Camp Life, Death, and Reconciliation

Garrick Sapp at Trudge to Truth
2 min readJan 29, 2023

Some say 100,000 people were in the Oak Woods Cemetery in Chicago on May 30, 1895. Many participated in the parade on Michigan Avenue before gathering in the cemetery. There were 15 carriages, a platoon of Chicago city police, and a detachment of Illinois National Guard cavalry. One of the carriages had a massive liberty bell that rang thirteen times, followed by a forty-four-gun salute fired by Artillery Battery D of the Illinois National Guard.

30 years before the parade they were buried in the City Cemetery which is now Lincoln Park. In 1867, the US Government paid $1.98 per body to move the dead 12 miles south. The contractor moved 3,384. Most of the men died just 5 miles away in a camp named for the great Illinoian Stephen A. Douglas.

Camp Douglas started out as a recruiting and training facility for the US Army. In the winter of 1862, it was converted into a camp for Confederate prisoners of war. 26,000 Confederates would pass through the camp and many thousands would die. This 60-acre camp had 64 barracks buildings designed to hold 95 men each. They often housed more than 180. Surrounded by 3 miles of 14-foot fence in overcrowded conditions, without adequate sanitation facilities many died of disease. A lack of heat contributed to the suffering in the cold Chicago winters.

» DATA FOR ANALYSIS:
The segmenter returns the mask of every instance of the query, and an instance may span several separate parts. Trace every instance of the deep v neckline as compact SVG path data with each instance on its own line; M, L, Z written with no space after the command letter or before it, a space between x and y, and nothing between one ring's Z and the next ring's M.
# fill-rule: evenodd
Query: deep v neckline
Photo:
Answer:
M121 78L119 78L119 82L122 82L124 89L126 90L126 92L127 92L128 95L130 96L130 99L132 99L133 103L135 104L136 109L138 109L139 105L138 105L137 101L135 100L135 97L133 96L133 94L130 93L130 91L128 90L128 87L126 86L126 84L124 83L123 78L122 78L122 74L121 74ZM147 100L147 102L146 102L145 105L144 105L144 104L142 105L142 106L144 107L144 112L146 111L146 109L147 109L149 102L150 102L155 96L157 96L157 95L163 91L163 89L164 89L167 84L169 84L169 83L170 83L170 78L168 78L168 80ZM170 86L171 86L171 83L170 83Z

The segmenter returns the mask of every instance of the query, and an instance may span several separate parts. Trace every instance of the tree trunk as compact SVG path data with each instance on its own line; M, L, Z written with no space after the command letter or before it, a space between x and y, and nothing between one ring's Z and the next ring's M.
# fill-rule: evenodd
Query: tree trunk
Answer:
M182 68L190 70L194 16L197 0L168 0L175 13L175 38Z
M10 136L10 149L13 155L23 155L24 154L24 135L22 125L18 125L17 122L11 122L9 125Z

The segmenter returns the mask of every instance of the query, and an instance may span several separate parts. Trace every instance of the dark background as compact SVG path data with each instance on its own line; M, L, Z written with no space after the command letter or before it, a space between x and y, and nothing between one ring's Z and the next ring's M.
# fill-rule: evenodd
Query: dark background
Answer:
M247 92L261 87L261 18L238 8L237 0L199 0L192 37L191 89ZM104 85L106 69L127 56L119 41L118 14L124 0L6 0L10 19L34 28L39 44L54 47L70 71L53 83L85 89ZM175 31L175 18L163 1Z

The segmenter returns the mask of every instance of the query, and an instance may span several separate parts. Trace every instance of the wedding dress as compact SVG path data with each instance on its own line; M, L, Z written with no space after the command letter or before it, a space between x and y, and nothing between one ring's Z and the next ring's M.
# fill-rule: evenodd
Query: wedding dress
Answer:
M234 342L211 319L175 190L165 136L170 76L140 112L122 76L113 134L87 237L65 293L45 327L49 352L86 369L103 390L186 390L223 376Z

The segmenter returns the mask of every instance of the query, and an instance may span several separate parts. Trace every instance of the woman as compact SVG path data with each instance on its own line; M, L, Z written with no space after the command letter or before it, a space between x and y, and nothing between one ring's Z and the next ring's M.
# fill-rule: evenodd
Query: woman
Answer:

» EXERCISE GOAL:
Write a continuation of the Camp Douglas account, picking up right after its last sentence. The records are separate material and have nothing to do with the text on Camp Douglas.

» OUTPUT OF THE TASK:
John C. Underwood was a member of the Chicago branch of the United Confederate Veterans (UCV). The first money he raised for the memorial was from a lecture given by former Confederate General John B. Gordon. He needed $10,000. Underwood was an engineer by training and designed the obelisk. He imported the stone from Georgia.

The master of ceremonies was Reverend H. W. Bolton. He was a former Union soldier, Methodist minister, and a former commander of a Grand Army of the Republic Post. Almost 20 years later, another leader in the Grand Army of the Republic would speak at Arlington National Cemetery to dedicate a Confederate Memorial. That spirit of reconciliation is waning. What kind of government would consider destroying a memorial in a cemetery?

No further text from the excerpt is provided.